◆ WORK ORDER
Every line from the start of the entries up to and including the one bearing "positive clicks: (161, 91) (98, 77) (100, 87)" must be printed verbatim, without the pictures.

*** Opening EXTRACTED INFORMATION ***

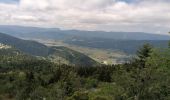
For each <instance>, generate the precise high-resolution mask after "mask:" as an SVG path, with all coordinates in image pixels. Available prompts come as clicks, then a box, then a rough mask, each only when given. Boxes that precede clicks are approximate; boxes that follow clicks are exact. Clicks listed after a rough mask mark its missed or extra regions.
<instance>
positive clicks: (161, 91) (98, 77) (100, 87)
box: [0, 44, 170, 100]
mask: <svg viewBox="0 0 170 100" xmlns="http://www.w3.org/2000/svg"><path fill="white" fill-rule="evenodd" d="M6 50H8V49H1V50H0V52H6ZM0 54H1V55H0V61H1V62H0V99H2V100H43V99H44V100H169V99H170V95H169V91H170V88H169V83H170V78H169V76H170V69H169V68H170V61H169V59H170V49H161V50H160V49H155V48H152V46H150V45H148V44H146V45H144V46H143V47H142V48H140V49H139V50H138V52H137V57H136V58H133V59H132V60H131V62H130V63H126V64H121V65H110V66H87V67H81V66H68V65H58V64H54V63H52V62H49V61H46V60H41V59H37V58H34V57H30V56H28V55H23V54H20V53H15V54H14V55H11V54H10V55H6V54H3V53H0ZM16 55H17V56H16Z"/></svg>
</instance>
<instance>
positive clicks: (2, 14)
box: [0, 0, 170, 33]
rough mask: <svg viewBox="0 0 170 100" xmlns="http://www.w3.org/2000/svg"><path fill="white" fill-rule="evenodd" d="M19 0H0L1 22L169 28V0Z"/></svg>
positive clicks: (150, 29) (57, 24) (116, 30)
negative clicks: (125, 1)
mask: <svg viewBox="0 0 170 100" xmlns="http://www.w3.org/2000/svg"><path fill="white" fill-rule="evenodd" d="M136 1H138V2H135V3H126V2H123V1H119V0H20V3H19V4H2V3H0V23H2V24H19V25H35V26H37V25H38V26H47V27H51V26H52V27H61V28H65V29H70V28H73V29H84V30H105V31H143V32H161V33H166V32H167V31H169V30H170V6H169V5H170V0H136Z"/></svg>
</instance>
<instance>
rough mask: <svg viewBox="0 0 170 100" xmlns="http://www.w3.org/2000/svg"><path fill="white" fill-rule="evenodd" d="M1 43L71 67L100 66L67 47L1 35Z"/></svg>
mask: <svg viewBox="0 0 170 100" xmlns="http://www.w3.org/2000/svg"><path fill="white" fill-rule="evenodd" d="M0 43H1V44H6V45H9V46H11V47H12V48H15V49H17V50H19V51H21V52H24V53H26V54H28V55H32V56H39V57H41V58H45V59H48V60H51V61H53V62H56V63H58V62H59V61H60V62H61V63H64V64H71V65H95V64H98V63H97V62H96V61H95V60H93V59H91V58H90V57H88V56H86V55H84V54H82V53H79V52H77V51H74V50H71V49H68V48H66V47H62V46H58V47H48V46H45V45H43V44H41V43H38V42H35V41H29V40H22V39H19V38H15V37H12V36H9V35H6V34H3V33H0Z"/></svg>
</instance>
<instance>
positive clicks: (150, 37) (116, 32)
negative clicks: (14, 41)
mask: <svg viewBox="0 0 170 100" xmlns="http://www.w3.org/2000/svg"><path fill="white" fill-rule="evenodd" d="M0 32H3V33H8V34H10V35H13V36H16V37H21V38H30V39H31V38H41V39H62V40H64V39H65V40H67V39H68V38H70V37H81V38H82V37H85V38H106V39H115V40H169V39H170V36H169V35H159V34H149V33H143V32H104V31H80V30H60V29H58V28H38V27H23V26H8V25H0Z"/></svg>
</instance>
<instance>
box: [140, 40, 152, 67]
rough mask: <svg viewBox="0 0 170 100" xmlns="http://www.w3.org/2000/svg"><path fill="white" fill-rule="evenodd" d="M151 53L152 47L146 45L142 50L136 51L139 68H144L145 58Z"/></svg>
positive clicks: (145, 60)
mask: <svg viewBox="0 0 170 100" xmlns="http://www.w3.org/2000/svg"><path fill="white" fill-rule="evenodd" d="M151 52H152V46H151V45H150V44H148V43H146V44H144V45H143V47H142V48H140V49H139V50H138V51H137V57H138V58H137V62H138V63H139V65H140V66H141V67H144V66H145V62H146V60H147V58H148V57H149V56H150V53H151Z"/></svg>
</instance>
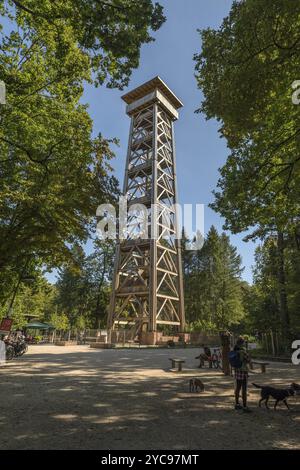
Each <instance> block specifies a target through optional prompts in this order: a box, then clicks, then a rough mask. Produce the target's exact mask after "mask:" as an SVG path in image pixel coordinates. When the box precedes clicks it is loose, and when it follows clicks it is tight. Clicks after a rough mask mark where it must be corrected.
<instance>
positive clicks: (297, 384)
mask: <svg viewBox="0 0 300 470" xmlns="http://www.w3.org/2000/svg"><path fill="white" fill-rule="evenodd" d="M291 388H292V389H293V390H295V395H300V385H298V384H296V383H295V382H292V384H291Z"/></svg>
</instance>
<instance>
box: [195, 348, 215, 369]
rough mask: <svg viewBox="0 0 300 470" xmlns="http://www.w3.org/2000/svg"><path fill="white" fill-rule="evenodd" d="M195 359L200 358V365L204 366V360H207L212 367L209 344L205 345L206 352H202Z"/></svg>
mask: <svg viewBox="0 0 300 470" xmlns="http://www.w3.org/2000/svg"><path fill="white" fill-rule="evenodd" d="M195 359H200V364H199V366H198V367H200V368H201V367H203V366H204V362H205V361H207V362H208V365H209V368H210V369H212V354H211V350H210V348H209V347H208V346H204V353H200V354H199V356H197V357H195Z"/></svg>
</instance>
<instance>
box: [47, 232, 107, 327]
mask: <svg viewBox="0 0 300 470" xmlns="http://www.w3.org/2000/svg"><path fill="white" fill-rule="evenodd" d="M114 248H115V247H114V244H113V243H112V242H111V241H99V240H97V241H96V242H95V249H94V251H93V252H92V253H91V254H90V255H89V256H86V255H85V254H84V251H83V249H82V248H81V247H80V246H78V245H76V246H74V247H73V259H72V262H70V263H68V264H67V265H65V266H64V267H63V268H62V269H61V270H60V272H59V278H58V281H57V283H56V288H57V297H56V304H57V306H58V311H59V312H65V313H66V314H67V316H68V318H69V320H70V324H71V326H72V327H75V326H76V327H78V326H79V324H81V327H82V326H83V324H85V326H90V327H99V326H100V325H101V324H102V325H101V326H104V325H105V324H106V315H107V307H108V303H109V294H110V281H111V276H112V266H113V258H114Z"/></svg>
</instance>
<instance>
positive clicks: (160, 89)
mask: <svg viewBox="0 0 300 470" xmlns="http://www.w3.org/2000/svg"><path fill="white" fill-rule="evenodd" d="M154 90H159V91H161V93H162V94H163V95H164V96H165V97H166V98H167V99H168V100H169V101H170V103H171V104H172V105H173V106H174V108H175V109H178V108H181V107H182V106H183V103H182V102H181V101H180V99H179V98H177V96H176V95H175V94H174V93H173V92H172V91H171V90H170V88H169V87H168V86H167V85H166V84H165V82H164V81H163V80H162V79H161V78H160V77H159V76H157V77H154V78H152V80H149V81H148V82H146V83H143V85H140V86H139V87H137V88H135V89H134V90H131V91H129V92H128V93H126V94H125V95H123V96H122V99H123V100H124V101H125V103H127V104H131V103H133V102H134V101H136V100H139V99H140V98H143V96H145V95H147V94H148V93H151V91H154Z"/></svg>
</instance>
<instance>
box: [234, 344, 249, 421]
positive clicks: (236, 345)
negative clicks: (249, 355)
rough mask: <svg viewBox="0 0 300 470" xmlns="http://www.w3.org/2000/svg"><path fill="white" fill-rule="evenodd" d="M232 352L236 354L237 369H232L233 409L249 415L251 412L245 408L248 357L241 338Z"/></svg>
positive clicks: (246, 402) (243, 344)
mask: <svg viewBox="0 0 300 470" xmlns="http://www.w3.org/2000/svg"><path fill="white" fill-rule="evenodd" d="M234 351H235V352H236V353H238V362H239V364H238V365H239V367H237V366H236V367H234V377H235V409H236V410H243V411H244V412H245V413H249V412H250V411H251V410H250V409H249V408H248V406H247V387H248V364H249V362H250V357H249V355H248V352H247V350H246V347H245V341H244V339H243V338H241V337H240V338H239V339H238V340H237V342H236V345H235V347H234ZM241 391H242V401H243V406H242V405H240V402H239V400H240V393H241Z"/></svg>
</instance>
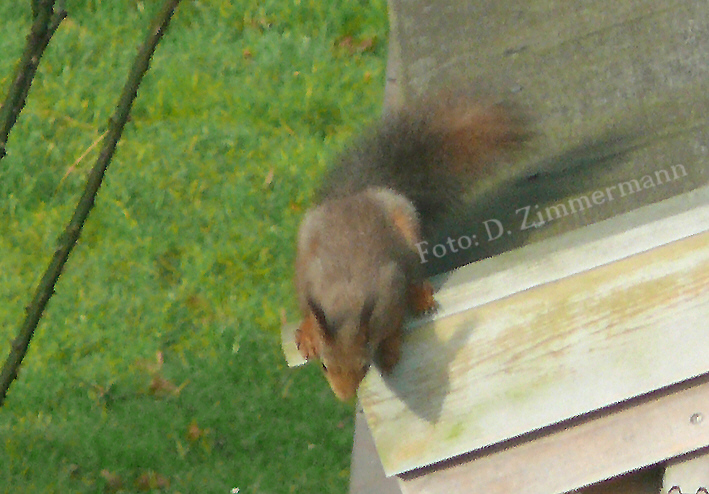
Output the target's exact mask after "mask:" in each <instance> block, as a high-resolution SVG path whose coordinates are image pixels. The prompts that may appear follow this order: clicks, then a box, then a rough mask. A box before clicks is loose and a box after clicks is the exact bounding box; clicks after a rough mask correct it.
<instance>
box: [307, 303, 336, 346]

*** Closing EXTRACTED INFORMATION ***

◆ ANSWER TO THIS PROBLEM
For each <instance>, generate the precise high-resolution mask after "mask:" as an SVG path, with all coordinates in image pixels. Available prompts come as clicks, then a box, then a rough mask, each only when given. Boxes that precede clicks are approximate; boxes that follow clicks are exact. Clicks listed after a rough mask mark its missed or extra regions.
<instance>
positive clicks: (161, 91) (98, 77) (100, 87)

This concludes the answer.